Exercise directions:
Duplicate the part of the genome projects flashcards from "- mRNA is present" to "using restriction endonuclease?", word for word.

Document excerpt:
>>>>>
Topic 8B: Genome Projects and Gene Technologies Flashcards
What is gene sequencing and how does it work?
- Only works on fragments - to sequence a whole genome it must be cut into smaller pieces - each piece is sequenced then put back in order to sequence the whole genome
What was the human genome project?
- Completed 2003
- Mapped the whole human genome for the first time
What are features of sequencing simple organisms?
- Helps to identify their proteins
- Prokaryotes don’t have introns - much easier
- Useful for medical research and development e.g. identifying protein antigens on pathogenic bacteria helps vaccine development
What are features of sequencing complex organisms?
- More difficult - has large sections of non coding DNA
- Have regulatory genes - determine when genes are on or off
- Hard to translate the genome to proteome - need to find the coding sections
- Work on human proteome happening - found 3000 protein codes
What were sequencing methods like in the past?
- Labour intensive
- Expensive
- Small scale
What are sequencing methods like now?
- Automated
- Cost effective
- Larger scale
How are DNA fragments made with reverse transcriptase?
- DNA produced from mRNA - used as a template
- DNA produced is cDNA
- mRNA isolated from cells, mixed with free nucleotides and reverse transcriptase to synthesise new DNA strands
- cDNA has no introns
What are advantages of using reverse transcriptase?
- mRNA is present in cells from actively transcribed genes - lots available to make cDNA
What are disadvantages of using reverse transcriptase?
- More steps to using it so more time consuming and technically difficult
How are DNA fragments made using restriction endonuclease?
<<<<<
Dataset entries
>>>>>
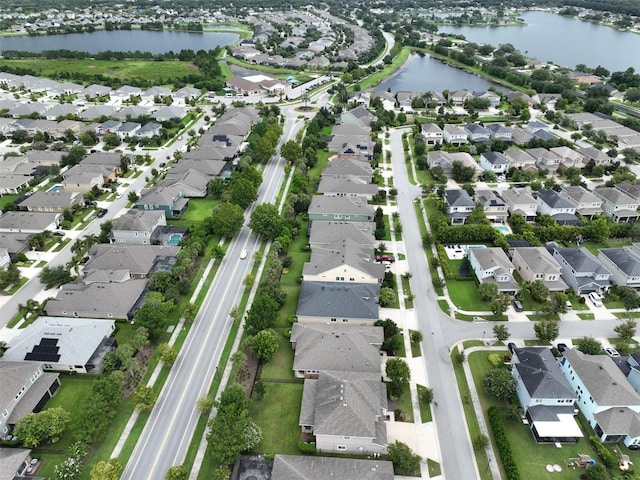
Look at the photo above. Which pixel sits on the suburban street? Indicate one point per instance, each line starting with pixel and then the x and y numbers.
pixel 168 432
pixel 442 332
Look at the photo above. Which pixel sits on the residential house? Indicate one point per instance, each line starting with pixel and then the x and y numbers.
pixel 595 154
pixel 621 207
pixel 63 344
pixel 569 157
pixel 605 397
pixel 477 133
pixel 345 411
pixel 347 186
pixel 500 132
pixel 459 205
pixel 319 347
pixel 493 265
pixel 562 210
pixel 353 209
pixel 29 222
pixel 169 199
pixel 536 263
pixel 454 135
pixel 545 396
pixel 338 302
pixel 495 209
pixel 323 234
pixel 135 227
pixel 623 263
pixel 545 159
pixel 520 159
pixel 445 160
pixel 50 201
pixel 431 133
pixel 117 263
pixel 581 270
pixel 25 389
pixel 494 162
pixel 344 261
pixel 298 467
pixel 586 203
pixel 115 300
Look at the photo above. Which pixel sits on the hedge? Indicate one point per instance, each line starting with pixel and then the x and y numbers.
pixel 502 442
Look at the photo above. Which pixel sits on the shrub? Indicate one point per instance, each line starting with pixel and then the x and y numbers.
pixel 502 443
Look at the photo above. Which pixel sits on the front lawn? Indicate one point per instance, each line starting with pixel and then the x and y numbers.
pixel 277 414
pixel 464 294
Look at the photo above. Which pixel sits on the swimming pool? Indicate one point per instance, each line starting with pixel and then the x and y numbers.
pixel 174 239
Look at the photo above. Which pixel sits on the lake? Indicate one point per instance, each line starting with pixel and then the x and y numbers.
pixel 122 41
pixel 422 74
pixel 564 41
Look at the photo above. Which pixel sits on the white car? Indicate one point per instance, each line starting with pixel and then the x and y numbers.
pixel 596 299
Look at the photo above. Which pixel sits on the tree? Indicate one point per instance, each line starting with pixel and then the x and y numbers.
pixel 168 354
pixel 153 314
pixel 626 330
pixel 145 397
pixel 266 221
pixel 405 462
pixel 398 373
pixel 589 345
pixel 488 291
pixel 547 330
pixel 242 192
pixel 32 429
pixel 501 332
pixel 499 383
pixel 107 470
pixel 205 404
pixel 227 220
pixel 386 296
pixel 265 345
pixel 177 472
pixel 55 276
pixel 538 290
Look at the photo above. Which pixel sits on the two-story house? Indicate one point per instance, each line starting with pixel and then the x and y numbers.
pixel 495 209
pixel 494 162
pixel 137 226
pixel 623 263
pixel 520 202
pixel 586 203
pixel 545 396
pixel 454 135
pixel 621 207
pixel 536 263
pixel 431 133
pixel 459 205
pixel 581 269
pixel 493 265
pixel 552 203
pixel 605 397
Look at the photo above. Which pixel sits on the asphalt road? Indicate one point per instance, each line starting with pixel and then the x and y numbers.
pixel 168 432
pixel 440 332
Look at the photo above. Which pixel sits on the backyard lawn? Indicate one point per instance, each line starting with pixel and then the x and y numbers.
pixel 277 415
pixel 530 456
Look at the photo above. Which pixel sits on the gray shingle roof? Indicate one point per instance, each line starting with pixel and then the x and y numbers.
pixel 339 300
pixel 603 379
pixel 541 375
pixel 337 347
pixel 297 467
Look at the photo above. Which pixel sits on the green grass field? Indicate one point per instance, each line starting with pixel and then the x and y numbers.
pixel 122 70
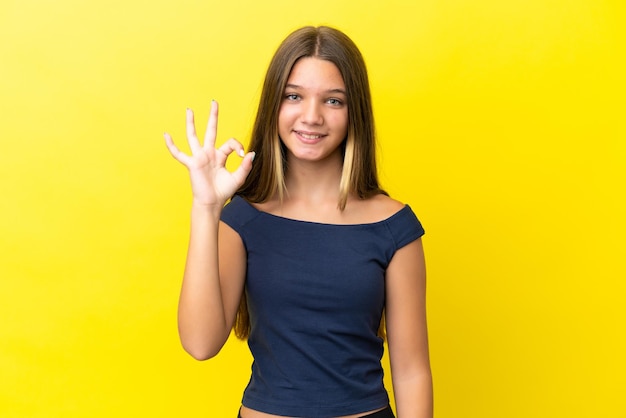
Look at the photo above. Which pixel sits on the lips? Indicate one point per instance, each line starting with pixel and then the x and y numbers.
pixel 309 137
<<<<<
Solution:
- mRNA is present in cells from actively transcribed genes - lots available to make cDNA
What are disadvantages of using reverse transcriptase?
- More steps to using it so more time consuming and technically difficult
How are DNA fragments made using restriction endonuclease?